> [TEXT BLOCK]

________________________________________

Mason Youngblood 3/23/2022
This analysis was conducted for the article "Nobody defunded the police: a study" co-authored with Andy Friedman for the Real News Network.
First, we’ll set the working directory and load up all of the packages for the analysis.
#set workspace
setwd("~/Documents/Work/Spring 2022/Police Budgets/police_budget_analysis_2018_2022")
#load packages
library(reshape2)
library(fitdistrplus)
library(brms)
library(ggplot2)
library(performance)
library(cowplot)
Next, we’ll load in the data. We should also go ahead and subset to only include cities that include all five years of data.
#load data
data <- readxl::read_xlsx("police_budgets_2018_2022.xlsx")
#subset and clean data
data <- data[-which(is.na(data$p18) | is.na(data$gf18) | is.na(data$p19) | is.na(data$gf19) | is.na(data$p20) | is.na(data$gf20) | is.na(data$p21) | is.na(data$gf21) | is.na(data$p22) | is.na(data$gf22)), ]
data <- data[, which(colnames(data) %in% c("state", "city", "p18", "gf18", "p19", "gf19", "p20", "gf20", "p21", "gf21", "p22", "gf22"))]
colnames(data) <- c("state", "city", "p18", "g18", "p19", "g19", "p20", "g20", "p21", "g21", "p22", "g22")
Before doing anything else, let’s just plot the average police budgets as a function of the average general fund budgets over time. The stacked plots below are cumulative, so the total height of combined bars is the total size of the average general fund in that year.

________________________________________

> [COLLECTED MATERIAL]
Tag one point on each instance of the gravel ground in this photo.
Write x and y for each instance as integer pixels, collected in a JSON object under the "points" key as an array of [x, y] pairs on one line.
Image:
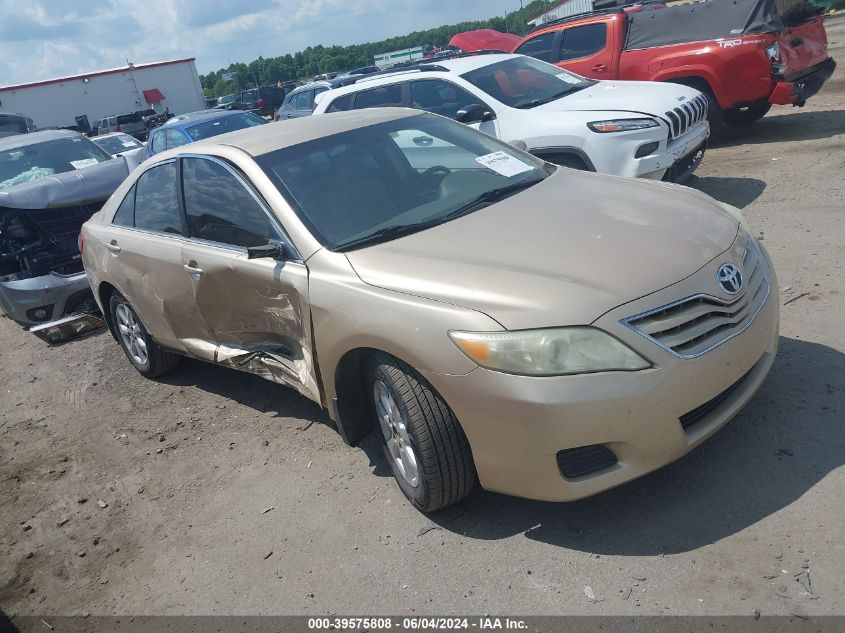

________________________________________

> [EXERCISE DESCRIPTION]
Please say whether each statement agrees with the police budget analysis, answering yes or no and quoting the deciding words: (a) The analysis loads the brms package. (b) The data are subset to keep only cities with all five years of data. (c) The stacked plots are non-cumulative. The data here come from a source separate from the police budget analysis.

> [THE SOLUTION]
(a) Yes: "library(brms)"
(b) Yes: "subset to only include cities that include all five years of data"
(c) No: "The stacked plots below are cumulative"